[WHAT YOU NEED TO DO] Reproduce the data in full, exactly as given, leaving images out.

[DATA SUPPLIED]
═══

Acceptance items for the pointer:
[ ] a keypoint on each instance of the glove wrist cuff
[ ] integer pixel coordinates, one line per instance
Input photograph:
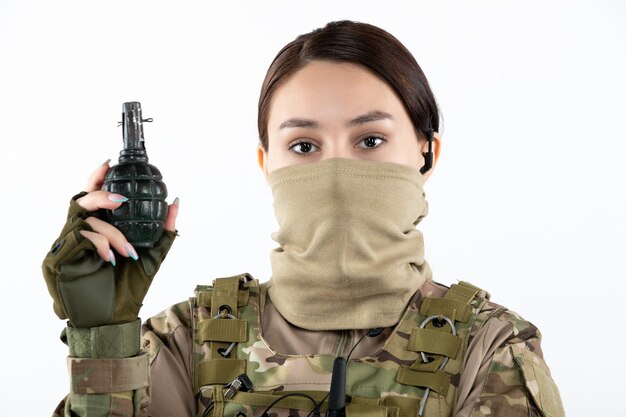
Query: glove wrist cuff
(113, 341)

═══

[SOLUTION]
Acceptance items for the pointer:
[ ] a keypoint on each instance of the glove wrist cuff
[ ] integer pixel coordinates, one line per instance
Input photograph:
Query: glove wrist cuff
(113, 341)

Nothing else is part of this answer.